• _Problem statement_
Return, exactly as written, the line containing "Mark the row" and every line after it to the end of the records below, with no pictures.

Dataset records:
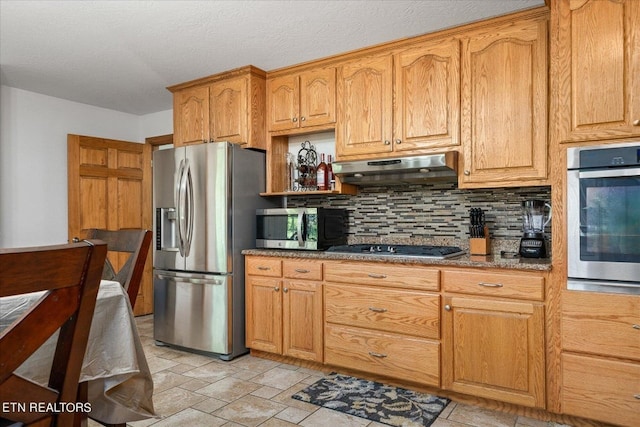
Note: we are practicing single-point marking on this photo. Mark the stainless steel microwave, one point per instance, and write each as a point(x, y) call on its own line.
point(301, 228)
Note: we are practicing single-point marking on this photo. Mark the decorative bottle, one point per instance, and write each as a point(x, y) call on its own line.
point(322, 175)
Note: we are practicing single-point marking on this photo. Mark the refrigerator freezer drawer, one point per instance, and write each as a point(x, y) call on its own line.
point(193, 311)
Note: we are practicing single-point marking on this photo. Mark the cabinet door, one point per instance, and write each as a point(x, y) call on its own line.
point(494, 349)
point(427, 107)
point(283, 102)
point(191, 116)
point(229, 110)
point(598, 68)
point(318, 97)
point(504, 105)
point(302, 320)
point(365, 97)
point(601, 389)
point(264, 313)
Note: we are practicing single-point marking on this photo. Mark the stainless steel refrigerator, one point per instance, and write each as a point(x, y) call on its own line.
point(205, 197)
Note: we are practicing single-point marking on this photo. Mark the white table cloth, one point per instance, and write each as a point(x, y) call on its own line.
point(120, 387)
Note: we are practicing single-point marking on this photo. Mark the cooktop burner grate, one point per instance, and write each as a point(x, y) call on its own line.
point(422, 251)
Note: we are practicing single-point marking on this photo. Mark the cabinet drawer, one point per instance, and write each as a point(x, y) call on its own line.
point(263, 266)
point(508, 285)
point(392, 355)
point(601, 389)
point(384, 309)
point(390, 275)
point(297, 269)
point(601, 323)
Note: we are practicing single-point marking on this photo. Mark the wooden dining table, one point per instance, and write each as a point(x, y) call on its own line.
point(120, 386)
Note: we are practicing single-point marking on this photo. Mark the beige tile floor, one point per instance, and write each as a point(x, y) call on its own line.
point(194, 390)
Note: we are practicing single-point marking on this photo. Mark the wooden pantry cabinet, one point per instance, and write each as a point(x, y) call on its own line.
point(224, 107)
point(424, 78)
point(383, 319)
point(597, 90)
point(493, 335)
point(302, 101)
point(284, 306)
point(601, 356)
point(504, 104)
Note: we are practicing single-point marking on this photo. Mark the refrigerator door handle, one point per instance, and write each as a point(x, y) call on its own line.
point(181, 206)
point(190, 280)
point(300, 230)
point(189, 205)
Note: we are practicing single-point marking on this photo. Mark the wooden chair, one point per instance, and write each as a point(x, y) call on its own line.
point(70, 275)
point(136, 242)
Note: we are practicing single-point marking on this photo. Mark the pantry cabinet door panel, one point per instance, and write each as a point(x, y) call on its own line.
point(229, 110)
point(191, 116)
point(318, 97)
point(598, 68)
point(365, 97)
point(283, 101)
point(504, 105)
point(427, 81)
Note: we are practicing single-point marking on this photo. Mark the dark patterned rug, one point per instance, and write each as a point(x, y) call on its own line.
point(374, 401)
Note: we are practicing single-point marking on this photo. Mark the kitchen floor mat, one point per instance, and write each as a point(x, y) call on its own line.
point(374, 401)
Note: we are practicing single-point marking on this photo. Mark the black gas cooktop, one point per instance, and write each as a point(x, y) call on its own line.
point(420, 251)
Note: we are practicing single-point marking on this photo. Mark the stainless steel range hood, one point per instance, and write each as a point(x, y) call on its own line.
point(412, 170)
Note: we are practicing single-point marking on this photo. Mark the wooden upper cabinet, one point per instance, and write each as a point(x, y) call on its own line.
point(427, 89)
point(302, 100)
point(504, 105)
point(598, 51)
point(191, 116)
point(223, 107)
point(365, 97)
point(229, 112)
point(425, 80)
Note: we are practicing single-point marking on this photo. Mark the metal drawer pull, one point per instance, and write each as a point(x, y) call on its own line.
point(379, 355)
point(490, 285)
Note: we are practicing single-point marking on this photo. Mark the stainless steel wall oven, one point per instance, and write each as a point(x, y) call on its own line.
point(603, 218)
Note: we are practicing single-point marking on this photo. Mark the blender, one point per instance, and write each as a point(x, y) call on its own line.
point(536, 214)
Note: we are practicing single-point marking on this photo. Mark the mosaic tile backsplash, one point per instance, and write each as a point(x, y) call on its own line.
point(437, 212)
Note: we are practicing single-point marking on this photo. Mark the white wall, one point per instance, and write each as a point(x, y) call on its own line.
point(33, 159)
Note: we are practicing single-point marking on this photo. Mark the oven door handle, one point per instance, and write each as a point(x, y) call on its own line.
point(610, 173)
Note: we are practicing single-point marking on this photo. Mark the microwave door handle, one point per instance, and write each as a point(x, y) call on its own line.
point(300, 229)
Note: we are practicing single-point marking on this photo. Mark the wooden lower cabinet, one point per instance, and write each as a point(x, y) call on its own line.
point(601, 389)
point(391, 355)
point(601, 357)
point(493, 347)
point(284, 314)
point(383, 319)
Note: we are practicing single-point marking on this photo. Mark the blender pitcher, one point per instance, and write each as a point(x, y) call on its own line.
point(536, 214)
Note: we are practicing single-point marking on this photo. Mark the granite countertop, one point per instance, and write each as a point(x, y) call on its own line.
point(492, 261)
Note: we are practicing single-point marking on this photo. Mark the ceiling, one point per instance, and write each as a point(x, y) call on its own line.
point(122, 55)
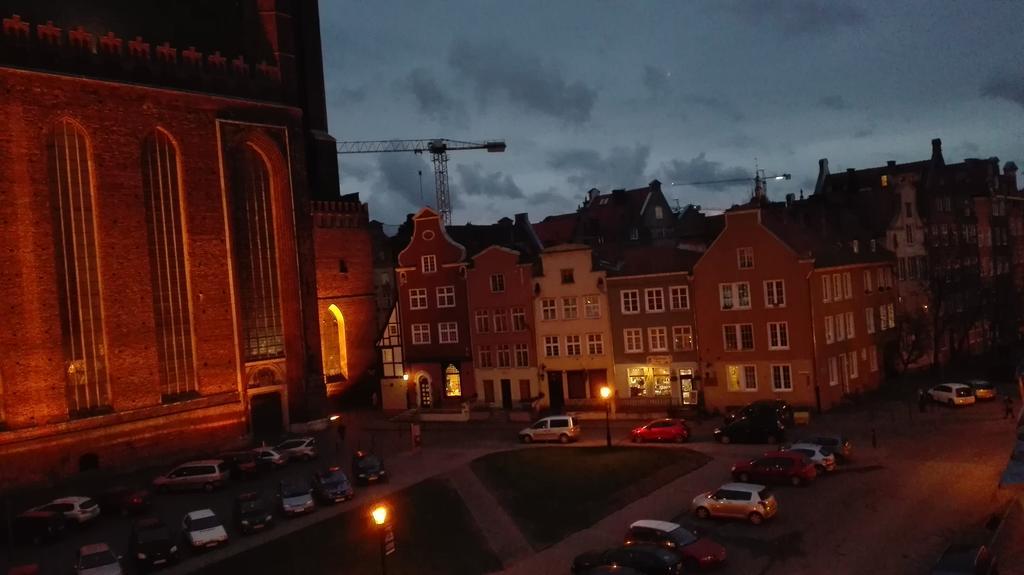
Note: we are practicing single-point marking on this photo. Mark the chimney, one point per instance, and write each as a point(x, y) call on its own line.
point(937, 150)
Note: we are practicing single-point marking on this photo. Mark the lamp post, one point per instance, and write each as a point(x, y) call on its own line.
point(606, 396)
point(380, 518)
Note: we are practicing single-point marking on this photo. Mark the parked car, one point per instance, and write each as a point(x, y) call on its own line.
point(97, 559)
point(153, 544)
point(822, 457)
point(368, 468)
point(751, 431)
point(651, 560)
point(242, 465)
point(295, 498)
point(332, 486)
point(966, 560)
point(78, 511)
point(300, 448)
point(123, 500)
point(252, 513)
point(663, 430)
point(203, 529)
point(269, 458)
point(776, 467)
point(764, 409)
point(697, 553)
point(562, 429)
point(952, 394)
point(207, 475)
point(741, 500)
point(982, 389)
point(839, 445)
point(38, 527)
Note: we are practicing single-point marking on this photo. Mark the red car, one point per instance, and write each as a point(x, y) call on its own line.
point(776, 467)
point(663, 430)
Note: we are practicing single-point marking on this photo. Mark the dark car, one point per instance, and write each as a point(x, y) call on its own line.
point(125, 500)
point(697, 553)
point(663, 430)
point(332, 486)
point(651, 560)
point(368, 468)
point(764, 409)
point(243, 465)
point(37, 527)
point(776, 467)
point(966, 560)
point(252, 513)
point(751, 431)
point(153, 544)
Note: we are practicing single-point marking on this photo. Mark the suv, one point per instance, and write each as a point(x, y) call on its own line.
point(776, 467)
point(764, 409)
point(556, 428)
point(207, 475)
point(152, 543)
point(743, 500)
point(300, 448)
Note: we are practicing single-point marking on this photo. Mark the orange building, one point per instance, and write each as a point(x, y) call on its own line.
point(787, 311)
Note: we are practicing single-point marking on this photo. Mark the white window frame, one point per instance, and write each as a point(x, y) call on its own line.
point(418, 296)
point(778, 330)
point(679, 297)
point(653, 296)
point(444, 296)
point(633, 336)
point(421, 334)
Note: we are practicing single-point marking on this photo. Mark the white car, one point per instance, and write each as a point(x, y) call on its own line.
point(952, 394)
point(822, 457)
point(78, 511)
point(203, 529)
point(97, 559)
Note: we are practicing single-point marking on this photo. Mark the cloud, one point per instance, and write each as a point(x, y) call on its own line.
point(498, 70)
point(801, 16)
point(699, 169)
point(834, 101)
point(623, 167)
point(1007, 88)
point(430, 99)
point(473, 181)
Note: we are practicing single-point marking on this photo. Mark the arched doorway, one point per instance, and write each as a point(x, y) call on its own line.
point(333, 345)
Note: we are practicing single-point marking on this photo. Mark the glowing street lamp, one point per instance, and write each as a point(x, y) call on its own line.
point(606, 396)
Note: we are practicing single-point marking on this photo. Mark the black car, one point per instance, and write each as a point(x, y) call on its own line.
point(243, 465)
point(332, 485)
point(252, 513)
point(966, 560)
point(153, 544)
point(37, 527)
point(645, 559)
point(368, 468)
point(751, 431)
point(124, 500)
point(764, 409)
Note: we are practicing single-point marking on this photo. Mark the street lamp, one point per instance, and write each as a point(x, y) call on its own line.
point(606, 396)
point(380, 518)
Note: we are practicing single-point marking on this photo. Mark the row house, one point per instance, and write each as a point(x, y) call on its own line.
point(653, 328)
point(785, 312)
point(571, 325)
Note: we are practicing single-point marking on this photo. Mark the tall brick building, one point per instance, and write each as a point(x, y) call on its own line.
point(158, 273)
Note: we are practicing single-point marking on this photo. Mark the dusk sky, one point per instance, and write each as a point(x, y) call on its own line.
point(593, 93)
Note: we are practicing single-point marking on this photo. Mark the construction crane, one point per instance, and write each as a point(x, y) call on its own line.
point(437, 148)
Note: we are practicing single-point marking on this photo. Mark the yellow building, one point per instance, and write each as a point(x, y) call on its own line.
point(570, 315)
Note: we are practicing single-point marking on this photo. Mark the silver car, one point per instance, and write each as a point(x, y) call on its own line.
point(741, 500)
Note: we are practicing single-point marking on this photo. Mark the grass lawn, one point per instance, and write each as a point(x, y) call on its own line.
point(434, 534)
point(552, 492)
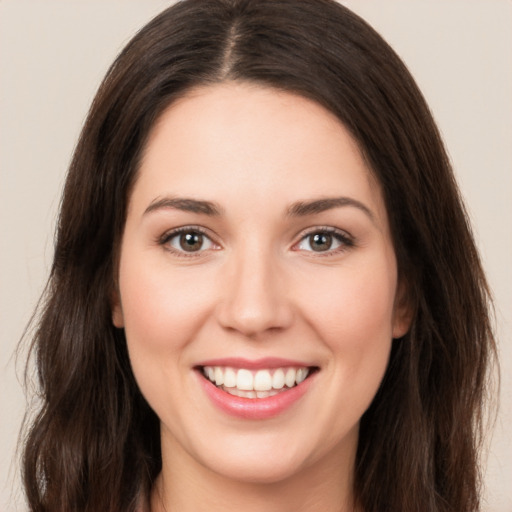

• _Expected output_
Note: we are practicing single-point marking on this photo. Mark the row house, one point per instance, and write each as a point(x, y) call on its own line.
point(653, 328)
point(785, 312)
point(571, 325)
Note: we are practicing single-point marking on this photo. Mark the tall brick building, one point per instance, and write each as a point(x, y) call on its own line.
point(158, 273)
Note: we are practicing single-point marking on this photo. Mark the dusk sky, one point per instance, and write each as a point(x, y) call on its own line.
point(593, 93)
Note: we are practicing single-point marking on this photo. Mark the construction crane, one point per instance, and write each as a point(x, y) call on its own line.
point(437, 148)
Note: we are practicing single-point marking on this photo. Mark the yellow building, one point per instance, and write each as a point(x, y) call on its own line.
point(570, 315)
Note: we are practicing single-point marking on this photo. Mark the silver car, one point per instance, and write each as a point(x, y) call on its own line.
point(741, 500)
Note: we are practicing single-point marking on this photo. Mark the grass lawn, one point per instance, and write each as a point(x, y) call on its own line.
point(434, 534)
point(552, 492)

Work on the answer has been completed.